• **WRITTEN PROBLEM**:
Repeat the entries word for word, starting at their very first line and ending with the line that contains "362,0,435,39", both included.
** Start DATASET **
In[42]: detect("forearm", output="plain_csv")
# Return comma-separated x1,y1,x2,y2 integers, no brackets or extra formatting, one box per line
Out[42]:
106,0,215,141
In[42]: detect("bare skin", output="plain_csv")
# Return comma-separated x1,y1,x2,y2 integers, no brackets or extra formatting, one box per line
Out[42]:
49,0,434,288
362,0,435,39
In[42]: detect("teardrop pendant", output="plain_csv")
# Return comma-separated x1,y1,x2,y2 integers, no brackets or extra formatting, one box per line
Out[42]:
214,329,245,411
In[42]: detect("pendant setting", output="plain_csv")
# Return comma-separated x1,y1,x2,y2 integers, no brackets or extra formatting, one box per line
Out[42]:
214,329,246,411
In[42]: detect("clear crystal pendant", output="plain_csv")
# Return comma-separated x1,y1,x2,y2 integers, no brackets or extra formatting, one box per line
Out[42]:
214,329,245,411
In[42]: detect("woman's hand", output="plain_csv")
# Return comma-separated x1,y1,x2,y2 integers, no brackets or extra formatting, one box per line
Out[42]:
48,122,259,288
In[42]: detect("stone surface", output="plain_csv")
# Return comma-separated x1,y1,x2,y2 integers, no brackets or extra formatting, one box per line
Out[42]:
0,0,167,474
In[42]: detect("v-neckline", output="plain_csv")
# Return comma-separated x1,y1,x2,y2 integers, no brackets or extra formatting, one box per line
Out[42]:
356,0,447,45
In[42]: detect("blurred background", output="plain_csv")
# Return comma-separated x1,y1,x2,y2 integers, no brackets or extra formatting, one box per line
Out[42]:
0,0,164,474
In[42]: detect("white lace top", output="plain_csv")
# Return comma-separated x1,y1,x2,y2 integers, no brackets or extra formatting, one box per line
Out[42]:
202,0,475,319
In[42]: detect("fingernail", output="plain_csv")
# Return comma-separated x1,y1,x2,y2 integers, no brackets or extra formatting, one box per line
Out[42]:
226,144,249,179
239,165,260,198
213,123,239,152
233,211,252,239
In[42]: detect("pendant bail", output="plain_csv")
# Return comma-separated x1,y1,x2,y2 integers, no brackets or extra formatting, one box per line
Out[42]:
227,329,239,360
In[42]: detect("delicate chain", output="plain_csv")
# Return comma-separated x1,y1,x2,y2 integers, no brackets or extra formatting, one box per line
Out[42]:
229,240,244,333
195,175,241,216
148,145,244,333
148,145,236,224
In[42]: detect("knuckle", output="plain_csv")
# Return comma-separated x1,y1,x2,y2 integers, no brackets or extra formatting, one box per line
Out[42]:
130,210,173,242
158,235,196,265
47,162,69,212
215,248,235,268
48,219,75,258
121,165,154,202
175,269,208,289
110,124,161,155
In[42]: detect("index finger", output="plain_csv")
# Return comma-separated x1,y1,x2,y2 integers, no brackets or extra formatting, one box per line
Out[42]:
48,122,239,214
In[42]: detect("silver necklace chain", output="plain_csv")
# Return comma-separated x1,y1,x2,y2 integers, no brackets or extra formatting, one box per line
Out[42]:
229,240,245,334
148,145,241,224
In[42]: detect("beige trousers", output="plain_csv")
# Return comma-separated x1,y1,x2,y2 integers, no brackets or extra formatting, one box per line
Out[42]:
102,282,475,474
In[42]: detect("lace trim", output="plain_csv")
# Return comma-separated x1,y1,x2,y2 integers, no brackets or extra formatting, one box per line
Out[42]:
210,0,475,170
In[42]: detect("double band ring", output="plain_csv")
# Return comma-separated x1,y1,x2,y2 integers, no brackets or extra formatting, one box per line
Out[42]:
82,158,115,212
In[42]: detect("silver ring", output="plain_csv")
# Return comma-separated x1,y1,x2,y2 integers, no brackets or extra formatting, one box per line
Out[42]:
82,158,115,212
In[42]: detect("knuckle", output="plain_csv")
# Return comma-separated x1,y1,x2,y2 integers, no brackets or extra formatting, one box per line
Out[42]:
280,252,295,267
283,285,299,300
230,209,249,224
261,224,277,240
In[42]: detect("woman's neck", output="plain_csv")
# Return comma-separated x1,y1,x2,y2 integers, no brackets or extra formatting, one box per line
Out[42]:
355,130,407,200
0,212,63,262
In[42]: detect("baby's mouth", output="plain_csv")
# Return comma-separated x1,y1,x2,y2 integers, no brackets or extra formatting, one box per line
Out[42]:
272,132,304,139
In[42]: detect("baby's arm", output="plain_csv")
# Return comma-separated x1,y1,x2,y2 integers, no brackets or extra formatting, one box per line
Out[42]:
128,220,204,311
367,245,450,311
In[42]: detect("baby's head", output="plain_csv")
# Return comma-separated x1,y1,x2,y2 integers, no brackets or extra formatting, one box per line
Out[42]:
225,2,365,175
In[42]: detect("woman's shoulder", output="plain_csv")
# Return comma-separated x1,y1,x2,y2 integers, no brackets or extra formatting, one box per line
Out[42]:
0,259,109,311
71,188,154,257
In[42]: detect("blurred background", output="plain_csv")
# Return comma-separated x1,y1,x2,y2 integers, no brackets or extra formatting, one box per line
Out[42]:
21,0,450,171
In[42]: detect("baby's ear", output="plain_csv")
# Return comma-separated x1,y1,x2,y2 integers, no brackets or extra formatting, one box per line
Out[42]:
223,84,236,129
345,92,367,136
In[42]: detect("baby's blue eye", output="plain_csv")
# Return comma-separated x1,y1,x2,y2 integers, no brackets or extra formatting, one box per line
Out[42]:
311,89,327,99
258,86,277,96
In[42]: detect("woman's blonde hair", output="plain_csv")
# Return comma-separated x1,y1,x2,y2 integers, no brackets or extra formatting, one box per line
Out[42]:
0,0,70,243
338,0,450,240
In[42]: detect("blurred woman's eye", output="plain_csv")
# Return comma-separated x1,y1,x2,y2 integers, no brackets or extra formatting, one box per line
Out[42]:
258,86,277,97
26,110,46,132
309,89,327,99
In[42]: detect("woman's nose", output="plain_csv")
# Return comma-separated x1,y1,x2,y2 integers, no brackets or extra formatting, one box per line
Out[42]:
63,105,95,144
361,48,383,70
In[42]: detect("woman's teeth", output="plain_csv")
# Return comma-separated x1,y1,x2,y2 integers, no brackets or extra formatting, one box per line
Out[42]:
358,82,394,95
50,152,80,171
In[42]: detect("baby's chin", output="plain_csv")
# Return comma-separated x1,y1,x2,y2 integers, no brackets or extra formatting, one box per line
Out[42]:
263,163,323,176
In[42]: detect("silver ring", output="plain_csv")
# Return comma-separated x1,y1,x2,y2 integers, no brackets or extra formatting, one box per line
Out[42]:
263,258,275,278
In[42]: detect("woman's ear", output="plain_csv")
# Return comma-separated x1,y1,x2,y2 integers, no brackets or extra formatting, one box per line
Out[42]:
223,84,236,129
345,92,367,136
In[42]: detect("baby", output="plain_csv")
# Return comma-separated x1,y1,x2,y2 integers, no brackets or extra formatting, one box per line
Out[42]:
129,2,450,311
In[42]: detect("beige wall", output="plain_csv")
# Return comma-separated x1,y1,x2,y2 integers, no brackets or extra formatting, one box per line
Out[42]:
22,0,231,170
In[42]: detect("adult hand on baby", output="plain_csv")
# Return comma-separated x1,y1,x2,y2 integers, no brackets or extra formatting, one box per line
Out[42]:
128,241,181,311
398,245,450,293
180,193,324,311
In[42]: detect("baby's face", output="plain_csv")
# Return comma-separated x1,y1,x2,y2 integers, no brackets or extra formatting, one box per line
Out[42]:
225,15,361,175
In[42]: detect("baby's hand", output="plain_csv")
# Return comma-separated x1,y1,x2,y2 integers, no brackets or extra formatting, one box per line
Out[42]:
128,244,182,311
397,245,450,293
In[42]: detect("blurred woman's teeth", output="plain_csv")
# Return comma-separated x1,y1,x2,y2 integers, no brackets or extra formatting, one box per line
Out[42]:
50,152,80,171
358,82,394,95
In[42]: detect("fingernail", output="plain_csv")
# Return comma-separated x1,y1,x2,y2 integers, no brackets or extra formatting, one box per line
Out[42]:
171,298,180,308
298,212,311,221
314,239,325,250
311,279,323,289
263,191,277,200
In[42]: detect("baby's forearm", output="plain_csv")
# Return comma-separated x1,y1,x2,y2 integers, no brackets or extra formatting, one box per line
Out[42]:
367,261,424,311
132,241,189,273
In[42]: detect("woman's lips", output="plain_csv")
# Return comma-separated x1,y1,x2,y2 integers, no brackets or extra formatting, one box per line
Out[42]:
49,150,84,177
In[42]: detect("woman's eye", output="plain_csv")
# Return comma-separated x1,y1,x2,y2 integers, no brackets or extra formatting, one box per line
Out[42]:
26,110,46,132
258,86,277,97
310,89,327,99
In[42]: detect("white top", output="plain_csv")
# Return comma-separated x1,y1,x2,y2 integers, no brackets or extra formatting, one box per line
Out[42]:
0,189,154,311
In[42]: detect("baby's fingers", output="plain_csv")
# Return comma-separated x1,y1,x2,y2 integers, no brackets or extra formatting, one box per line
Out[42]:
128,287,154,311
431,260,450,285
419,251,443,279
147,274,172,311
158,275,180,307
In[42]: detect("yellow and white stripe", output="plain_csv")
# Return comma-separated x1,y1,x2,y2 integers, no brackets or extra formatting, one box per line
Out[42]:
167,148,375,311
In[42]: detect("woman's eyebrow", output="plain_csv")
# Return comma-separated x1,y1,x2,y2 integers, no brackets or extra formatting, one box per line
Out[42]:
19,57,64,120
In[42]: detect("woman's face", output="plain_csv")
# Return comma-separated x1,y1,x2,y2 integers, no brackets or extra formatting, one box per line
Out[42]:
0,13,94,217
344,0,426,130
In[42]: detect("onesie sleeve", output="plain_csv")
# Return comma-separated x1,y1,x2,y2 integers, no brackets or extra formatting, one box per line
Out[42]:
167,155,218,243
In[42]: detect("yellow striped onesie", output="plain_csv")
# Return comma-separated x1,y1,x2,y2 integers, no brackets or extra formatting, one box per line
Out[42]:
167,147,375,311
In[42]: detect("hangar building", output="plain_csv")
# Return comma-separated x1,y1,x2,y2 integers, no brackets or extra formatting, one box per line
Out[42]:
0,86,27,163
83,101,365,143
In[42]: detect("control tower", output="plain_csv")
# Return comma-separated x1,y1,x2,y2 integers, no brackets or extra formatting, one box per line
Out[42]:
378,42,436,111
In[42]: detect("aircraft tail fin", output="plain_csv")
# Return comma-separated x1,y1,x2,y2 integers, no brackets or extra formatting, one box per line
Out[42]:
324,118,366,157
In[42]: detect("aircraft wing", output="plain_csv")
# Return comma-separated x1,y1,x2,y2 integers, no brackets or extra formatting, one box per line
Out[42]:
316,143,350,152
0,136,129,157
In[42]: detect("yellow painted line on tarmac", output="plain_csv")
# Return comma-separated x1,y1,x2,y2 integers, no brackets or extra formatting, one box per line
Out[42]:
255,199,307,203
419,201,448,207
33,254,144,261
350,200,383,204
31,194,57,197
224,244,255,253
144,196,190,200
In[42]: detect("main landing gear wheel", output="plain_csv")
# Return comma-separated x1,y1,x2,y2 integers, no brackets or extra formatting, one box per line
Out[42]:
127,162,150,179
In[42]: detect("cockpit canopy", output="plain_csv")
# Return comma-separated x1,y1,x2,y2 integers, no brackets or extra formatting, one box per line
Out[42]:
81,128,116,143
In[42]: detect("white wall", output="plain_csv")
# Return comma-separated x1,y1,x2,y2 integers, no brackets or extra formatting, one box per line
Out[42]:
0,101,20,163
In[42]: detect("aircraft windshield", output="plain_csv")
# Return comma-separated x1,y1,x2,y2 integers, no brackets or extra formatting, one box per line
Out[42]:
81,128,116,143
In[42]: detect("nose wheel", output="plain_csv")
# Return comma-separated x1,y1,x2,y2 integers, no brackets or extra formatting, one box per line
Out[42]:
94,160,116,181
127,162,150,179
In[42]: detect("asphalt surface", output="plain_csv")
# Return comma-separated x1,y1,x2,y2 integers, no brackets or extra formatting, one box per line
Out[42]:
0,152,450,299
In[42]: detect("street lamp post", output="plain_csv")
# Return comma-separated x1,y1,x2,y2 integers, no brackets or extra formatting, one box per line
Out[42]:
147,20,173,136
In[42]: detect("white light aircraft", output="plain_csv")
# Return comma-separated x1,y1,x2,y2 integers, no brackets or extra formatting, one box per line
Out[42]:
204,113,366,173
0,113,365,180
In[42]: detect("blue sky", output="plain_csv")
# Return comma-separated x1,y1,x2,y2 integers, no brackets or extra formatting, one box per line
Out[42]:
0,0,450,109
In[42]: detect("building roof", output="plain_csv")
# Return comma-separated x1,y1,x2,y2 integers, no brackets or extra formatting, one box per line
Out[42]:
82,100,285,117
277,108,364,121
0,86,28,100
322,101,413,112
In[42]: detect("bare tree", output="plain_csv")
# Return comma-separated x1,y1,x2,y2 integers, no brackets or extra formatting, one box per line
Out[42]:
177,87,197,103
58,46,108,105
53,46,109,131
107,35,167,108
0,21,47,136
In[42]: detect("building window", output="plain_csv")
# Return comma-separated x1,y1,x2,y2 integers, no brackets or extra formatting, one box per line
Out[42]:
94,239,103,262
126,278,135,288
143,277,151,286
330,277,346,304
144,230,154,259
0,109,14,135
** End DATASET **
• **SOLUTION FOR THIS TASK**:
In[42]: detect("forearm", output="plain_csv")
# Return comma-separated x1,y1,x2,y2 integers, no brackets or extra formatting, one box per line
Out[42]:
106,0,215,141
In[42]: detect("bare skin", output="plain_csv")
# Return comma-separated x1,y1,x2,y2 integers, no brackets or extra formatting, one box per line
Out[42]:
49,0,434,288
362,0,435,39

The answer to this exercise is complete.